Cybercriminals have plagued the crypto industry for several years, but not many of these attackers are as notorious as the North Korean Lazarus Group, an infamous group of hackers who are allegedly sponsored by the nation itself.
Recently, Finnish cyber-security firm F-Secure has discovered a new type of phishing attack that is supposedly targeting crypto businesses all around the globe. The firm states that the attacks are being executed by the Lazarus group.
“Our research, which included insights from our incident response, managed detection and response, and tactical defense units, found that this attack bears a number of similarities with known Lazarus Group activity, so we’re confident they were behind the incident,” said F-Secure Director of Detection and Response Matt Lawrence.
According to the report, the new phishing attack was conducted across several nations including the Netherlands, Singapore, Germany, Japan, the US, and the UK, and involved spearphishing via LinkedIn, by sending fake, tailored job offers to targets.

• _Data under study_:

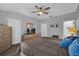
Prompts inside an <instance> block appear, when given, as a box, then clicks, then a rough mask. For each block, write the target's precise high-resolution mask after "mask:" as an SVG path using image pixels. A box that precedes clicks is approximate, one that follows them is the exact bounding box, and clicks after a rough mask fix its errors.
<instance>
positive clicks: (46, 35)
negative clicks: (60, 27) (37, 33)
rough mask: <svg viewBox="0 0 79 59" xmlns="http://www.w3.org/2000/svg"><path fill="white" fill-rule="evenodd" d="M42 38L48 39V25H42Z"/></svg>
mask: <svg viewBox="0 0 79 59" xmlns="http://www.w3.org/2000/svg"><path fill="white" fill-rule="evenodd" d="M41 36H42V37H47V24H41Z"/></svg>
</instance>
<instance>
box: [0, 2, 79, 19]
mask: <svg viewBox="0 0 79 59" xmlns="http://www.w3.org/2000/svg"><path fill="white" fill-rule="evenodd" d="M35 5H38V6H46V7H51V9H49V10H48V13H49V14H48V15H46V14H44V15H40V16H38V14H37V13H31V11H33V10H34V9H35ZM77 6H78V4H77V3H39V4H38V3H0V10H5V11H11V12H18V13H21V14H24V15H26V16H30V17H34V18H37V19H46V18H49V17H50V16H52V17H54V16H59V15H64V14H68V13H72V12H75V11H76V9H77Z"/></svg>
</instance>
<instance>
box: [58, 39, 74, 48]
mask: <svg viewBox="0 0 79 59" xmlns="http://www.w3.org/2000/svg"><path fill="white" fill-rule="evenodd" d="M71 39H72V38H65V39H63V40H61V41H60V42H59V46H60V47H61V48H68V46H69V45H70V44H71V43H72V41H73V40H71Z"/></svg>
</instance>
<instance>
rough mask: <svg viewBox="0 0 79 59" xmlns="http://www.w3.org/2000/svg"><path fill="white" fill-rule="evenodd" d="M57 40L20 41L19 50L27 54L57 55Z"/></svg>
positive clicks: (41, 54)
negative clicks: (19, 48) (20, 44)
mask: <svg viewBox="0 0 79 59" xmlns="http://www.w3.org/2000/svg"><path fill="white" fill-rule="evenodd" d="M58 42H59V41H57V40H48V39H39V40H33V41H24V42H22V43H21V52H22V53H23V54H24V55H27V56H58V55H59V44H58Z"/></svg>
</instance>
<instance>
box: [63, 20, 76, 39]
mask: <svg viewBox="0 0 79 59" xmlns="http://www.w3.org/2000/svg"><path fill="white" fill-rule="evenodd" d="M74 26H75V21H74V20H70V21H65V22H64V27H63V38H65V37H67V36H70V35H71V34H70V32H69V29H68V28H69V27H74Z"/></svg>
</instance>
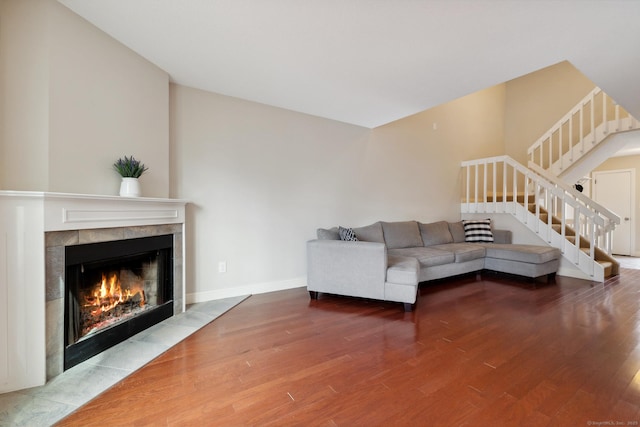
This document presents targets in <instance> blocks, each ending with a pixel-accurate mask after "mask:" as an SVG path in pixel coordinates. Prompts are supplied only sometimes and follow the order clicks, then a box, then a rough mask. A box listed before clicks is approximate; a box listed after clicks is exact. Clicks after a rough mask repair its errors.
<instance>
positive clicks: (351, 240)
mask: <svg viewBox="0 0 640 427" xmlns="http://www.w3.org/2000/svg"><path fill="white" fill-rule="evenodd" d="M338 234H340V240H346V241H348V242H357V241H358V238H357V237H356V233H355V232H354V231H353V228H345V227H338Z"/></svg>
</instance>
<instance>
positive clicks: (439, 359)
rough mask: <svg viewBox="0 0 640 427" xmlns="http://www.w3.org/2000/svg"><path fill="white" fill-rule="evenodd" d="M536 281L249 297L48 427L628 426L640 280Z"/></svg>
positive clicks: (620, 275) (635, 351) (513, 279)
mask: <svg viewBox="0 0 640 427" xmlns="http://www.w3.org/2000/svg"><path fill="white" fill-rule="evenodd" d="M536 285H537V286H535V287H534V284H533V283H531V282H523V281H522V279H514V278H511V277H506V276H498V275H492V274H489V273H486V274H483V275H482V280H479V281H478V280H476V278H475V276H465V277H462V278H458V279H456V280H447V281H440V282H436V283H431V284H423V285H422V287H421V290H420V296H419V300H418V303H417V306H416V308H415V311H413V312H411V313H405V312H404V311H403V308H402V304H393V303H384V302H379V301H371V300H363V299H356V298H346V297H337V296H330V295H326V294H321V295H320V299H319V300H317V301H312V300H310V299H309V295H308V293H307V292H306V291H305V290H304V289H294V290H289V291H281V292H274V293H270V294H262V295H254V296H252V297H250V298H249V299H247V300H246V301H244V302H243V303H241V304H240V305H239V306H237V307H235V308H234V309H232V310H231V311H229V312H228V313H226V314H225V315H223V316H222V317H220V318H218V319H217V320H215V321H214V322H212V323H210V324H209V325H207V326H205V327H204V328H203V329H201V330H200V331H198V332H196V333H195V334H194V335H192V336H190V337H189V338H187V339H185V340H184V341H183V342H181V343H179V344H178V345H176V346H175V347H173V348H171V349H170V350H169V351H167V352H166V353H164V354H163V355H161V356H159V357H158V358H157V359H155V360H153V361H152V362H150V363H149V364H148V365H146V366H145V367H144V368H142V369H140V370H139V371H137V372H136V373H134V374H132V375H131V376H129V377H127V378H126V379H124V380H123V381H122V382H120V383H118V384H117V385H115V386H114V387H112V388H111V389H109V390H107V391H106V392H104V393H103V394H102V395H100V396H98V397H97V398H96V399H94V400H93V401H91V402H89V403H88V404H87V405H85V406H83V407H81V408H80V409H79V410H78V411H76V412H75V413H73V414H71V415H70V416H69V417H67V418H66V419H64V420H62V421H61V422H60V423H59V424H58V425H60V426H67V425H83V426H94V425H95V426H98V425H99V426H103V425H136V426H138V425H140V426H142V425H171V426H173V425H222V426H227V425H233V426H237V425H278V426H280V425H305V426H306V425H320V426H361V425H362V426H365V425H366V426H372V425H400V426H402V425H447V426H449V425H472V426H477V425H492V426H496V425H513V426H520V425H532V426H546V425H553V426H555V425H560V426H565V425H566V426H574V425H575V426H586V425H597V423H609V424H607V425H625V426H628V425H638V423H639V421H640V270H628V269H623V270H622V274H621V275H620V276H617V277H614V278H612V279H609V280H608V281H607V282H606V283H604V284H597V283H591V282H585V281H580V280H575V279H569V278H564V277H558V278H557V279H556V283H550V284H536ZM589 422H591V424H588V423H589ZM616 423H618V424H616Z"/></svg>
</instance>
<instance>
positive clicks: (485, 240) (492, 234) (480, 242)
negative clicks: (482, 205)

• _Task requirements_:
1. Name every country listed in the article on the Lazarus Group phishing campaign as a place where the attack was conducted.
2. Rewrite everything from "Cybercriminals have plagued" down to "the nation itself." in the article on the Lazarus Group phishing campaign, using "Online thieves" in place of "Cybercriminals".
3. Resume the article on the Lazarus Group phishing campaign after its final sentence.

• _Results for each task_:
1. The Netherlands, Singapore, Germany, Japan, the US, and the UK

2.
Online thieves have plagued the crypto industry for several years, but not many of these attackers are as notorious as the North Korean Lazarus Group, an infamous group of hackers who are allegedly sponsored by the nation itself.

3.
The attackers primarily targeted sysadmins of the particular companies and send a malware-infected Microsoft Word document.
Once a user tried to open the file, under the pretext of complying with the EU’s regulatory requirements, the document required users to enable macros to view the content of the documents.
When permission is granted, the malware in the macro code allowed the Lazarus group to gain control of the victim’s system and steal the information they need by bypassing corporate firewalls, and disabling antivirus software.
The hackers also hid their tracks by deleting any system logs that stored information about the malicious tools they used.
“Lazarus Group invested significant effort to evade the target organization’s defences during the attack, such as by disabling anti-virus software on the compromised hosts, and removing evidence of their malicious implants.”
So far there is no information regarding the damages that these attacks have dealt, but the firm warns that “this is part of an ongoing campaign”.
Attacks keep coming
As previously reported by The Daily Chain, another malware deployed by the Lazarus group dubbed AppleJeus was discovered earlier this year. The malware targeted memory instead of the Hard Drives and remained undetected.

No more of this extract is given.